What you have to do: Print verbatim every line starting at the one that contains "Thank you for the photo. Could you please annotate the dried" and ending at the final line of the records; include both endpoints.

--- Start of Records supplied ---

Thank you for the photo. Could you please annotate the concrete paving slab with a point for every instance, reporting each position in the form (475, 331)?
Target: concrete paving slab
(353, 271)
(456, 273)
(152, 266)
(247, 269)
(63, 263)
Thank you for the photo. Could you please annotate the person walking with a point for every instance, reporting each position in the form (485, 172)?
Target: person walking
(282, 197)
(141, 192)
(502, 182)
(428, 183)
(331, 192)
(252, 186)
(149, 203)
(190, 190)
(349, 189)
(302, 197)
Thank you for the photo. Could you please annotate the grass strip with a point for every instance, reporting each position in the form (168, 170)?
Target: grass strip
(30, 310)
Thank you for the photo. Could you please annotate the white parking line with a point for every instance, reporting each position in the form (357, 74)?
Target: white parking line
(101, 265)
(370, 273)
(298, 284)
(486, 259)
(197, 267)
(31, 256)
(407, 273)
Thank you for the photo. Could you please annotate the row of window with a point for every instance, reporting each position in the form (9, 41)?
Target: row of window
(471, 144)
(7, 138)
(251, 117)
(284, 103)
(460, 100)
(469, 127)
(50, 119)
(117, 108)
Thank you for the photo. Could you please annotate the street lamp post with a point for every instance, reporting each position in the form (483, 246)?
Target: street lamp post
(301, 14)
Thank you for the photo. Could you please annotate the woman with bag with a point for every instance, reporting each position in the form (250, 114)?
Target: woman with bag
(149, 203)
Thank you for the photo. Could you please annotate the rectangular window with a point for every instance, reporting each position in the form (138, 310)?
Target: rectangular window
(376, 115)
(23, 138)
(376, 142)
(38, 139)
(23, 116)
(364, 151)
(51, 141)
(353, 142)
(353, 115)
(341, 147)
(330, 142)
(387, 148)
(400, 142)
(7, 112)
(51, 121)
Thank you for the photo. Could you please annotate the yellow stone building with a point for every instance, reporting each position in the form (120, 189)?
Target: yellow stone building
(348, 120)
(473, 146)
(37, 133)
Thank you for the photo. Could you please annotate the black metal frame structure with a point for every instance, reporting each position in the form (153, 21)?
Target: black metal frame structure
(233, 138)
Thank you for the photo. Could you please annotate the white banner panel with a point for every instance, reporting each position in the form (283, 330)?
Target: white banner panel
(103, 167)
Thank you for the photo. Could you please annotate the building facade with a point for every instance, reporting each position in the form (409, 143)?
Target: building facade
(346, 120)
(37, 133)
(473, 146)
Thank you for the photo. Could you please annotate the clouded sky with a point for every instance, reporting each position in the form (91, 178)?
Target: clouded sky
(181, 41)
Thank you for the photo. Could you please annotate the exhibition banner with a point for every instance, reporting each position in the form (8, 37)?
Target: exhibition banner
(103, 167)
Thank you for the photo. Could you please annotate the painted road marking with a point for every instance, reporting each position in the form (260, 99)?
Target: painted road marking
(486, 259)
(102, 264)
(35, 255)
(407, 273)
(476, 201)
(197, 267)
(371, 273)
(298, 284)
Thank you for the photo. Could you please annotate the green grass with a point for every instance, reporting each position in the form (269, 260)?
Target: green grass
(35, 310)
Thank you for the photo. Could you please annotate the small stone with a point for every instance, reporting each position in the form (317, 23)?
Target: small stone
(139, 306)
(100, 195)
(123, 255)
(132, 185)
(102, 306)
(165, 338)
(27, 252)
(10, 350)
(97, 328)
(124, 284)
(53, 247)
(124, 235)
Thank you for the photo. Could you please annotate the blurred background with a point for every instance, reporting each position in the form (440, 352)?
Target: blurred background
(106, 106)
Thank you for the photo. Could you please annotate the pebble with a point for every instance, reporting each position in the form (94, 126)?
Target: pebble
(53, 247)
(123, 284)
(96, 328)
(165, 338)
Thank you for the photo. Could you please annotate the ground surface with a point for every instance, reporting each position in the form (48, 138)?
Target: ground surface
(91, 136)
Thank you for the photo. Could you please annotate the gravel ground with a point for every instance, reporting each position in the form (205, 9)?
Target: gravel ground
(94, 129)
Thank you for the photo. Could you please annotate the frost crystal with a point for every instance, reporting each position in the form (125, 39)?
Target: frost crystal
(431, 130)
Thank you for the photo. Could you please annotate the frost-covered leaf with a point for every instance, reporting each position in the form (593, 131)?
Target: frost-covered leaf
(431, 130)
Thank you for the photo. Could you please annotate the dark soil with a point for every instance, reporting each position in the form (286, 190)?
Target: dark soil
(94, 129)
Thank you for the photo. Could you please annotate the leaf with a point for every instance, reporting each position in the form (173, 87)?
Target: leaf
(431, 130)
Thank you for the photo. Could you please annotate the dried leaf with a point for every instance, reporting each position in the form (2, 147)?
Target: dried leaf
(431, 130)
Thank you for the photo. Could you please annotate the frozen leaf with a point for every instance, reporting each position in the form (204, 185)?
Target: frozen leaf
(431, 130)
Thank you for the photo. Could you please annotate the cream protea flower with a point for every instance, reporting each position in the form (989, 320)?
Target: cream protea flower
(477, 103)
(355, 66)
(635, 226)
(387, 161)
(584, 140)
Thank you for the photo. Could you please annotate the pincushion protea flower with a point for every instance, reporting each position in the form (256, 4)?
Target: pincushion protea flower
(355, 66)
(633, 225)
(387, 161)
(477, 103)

--- End of Records supplied ---

Exercise response:
Thank you for the photo. Could you please annotate the dried leaf with a point for every instance, reporting each position in the form (2, 147)?
Target: dried leaf
(431, 130)
Thank you for the photo. Could you please annotate the frozen leaf with a point for every instance, reporting each position in the form (204, 185)?
Target: frozen leaf
(431, 130)
Thank you for the photo. Could you please annotate the cream protea flower with a point for every instance, reporting each position in the form (989, 320)?
Target: cream protea flower
(477, 103)
(355, 66)
(635, 226)
(387, 161)
(584, 140)
Thank you for the photo. Could you please annotate the pincushion protea flower with a point for every instance, reporting each position in the form (256, 4)?
Target: pincushion protea flower
(355, 66)
(633, 225)
(387, 161)
(477, 103)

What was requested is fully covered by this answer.